▶ YOUR TASK
Identify each line in the rows below that contains the string "shovel", and copy those lines out. Matches are case-sensitive.

▶ STORED ROWS
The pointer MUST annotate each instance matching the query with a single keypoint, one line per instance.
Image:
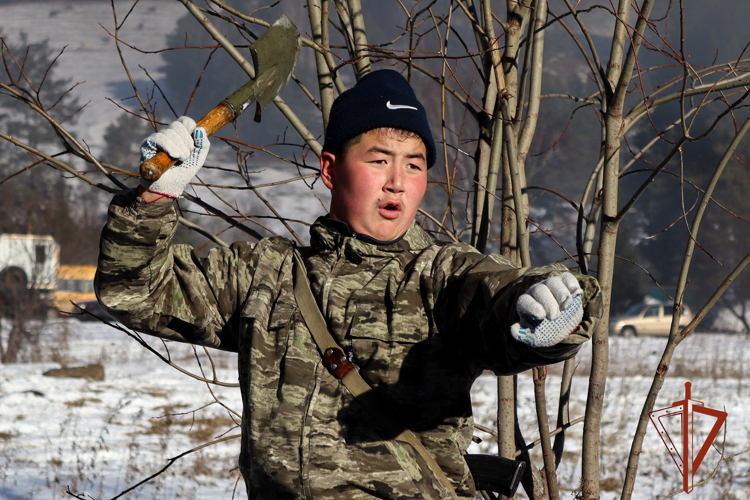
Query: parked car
---
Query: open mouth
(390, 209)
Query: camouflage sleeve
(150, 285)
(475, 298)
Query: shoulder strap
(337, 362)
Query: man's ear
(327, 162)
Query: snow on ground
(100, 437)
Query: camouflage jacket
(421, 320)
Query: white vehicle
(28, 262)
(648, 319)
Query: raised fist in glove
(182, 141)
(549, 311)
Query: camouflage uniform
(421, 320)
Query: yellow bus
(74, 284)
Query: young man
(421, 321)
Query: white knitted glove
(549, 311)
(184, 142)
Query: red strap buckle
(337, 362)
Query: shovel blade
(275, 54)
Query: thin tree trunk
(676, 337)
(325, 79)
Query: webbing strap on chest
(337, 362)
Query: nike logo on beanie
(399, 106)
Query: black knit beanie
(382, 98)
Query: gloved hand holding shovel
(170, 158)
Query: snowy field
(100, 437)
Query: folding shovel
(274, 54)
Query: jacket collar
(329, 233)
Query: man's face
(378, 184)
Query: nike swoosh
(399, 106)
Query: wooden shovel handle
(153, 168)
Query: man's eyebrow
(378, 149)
--
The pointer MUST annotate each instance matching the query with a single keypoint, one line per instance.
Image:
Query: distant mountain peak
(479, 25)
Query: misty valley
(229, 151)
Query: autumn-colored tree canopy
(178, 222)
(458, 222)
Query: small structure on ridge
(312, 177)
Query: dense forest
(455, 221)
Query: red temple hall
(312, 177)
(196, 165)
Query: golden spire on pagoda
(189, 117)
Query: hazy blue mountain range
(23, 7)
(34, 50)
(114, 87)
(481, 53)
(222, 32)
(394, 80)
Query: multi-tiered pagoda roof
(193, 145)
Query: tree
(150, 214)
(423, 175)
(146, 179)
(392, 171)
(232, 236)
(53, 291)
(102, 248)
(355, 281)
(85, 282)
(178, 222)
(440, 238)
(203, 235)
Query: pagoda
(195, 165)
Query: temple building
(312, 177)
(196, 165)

▶ FULL SOLUTION
Query: shovel blade
Query: gloved hand holding shovel
Query: folding shovel
Query: wooden shovel handle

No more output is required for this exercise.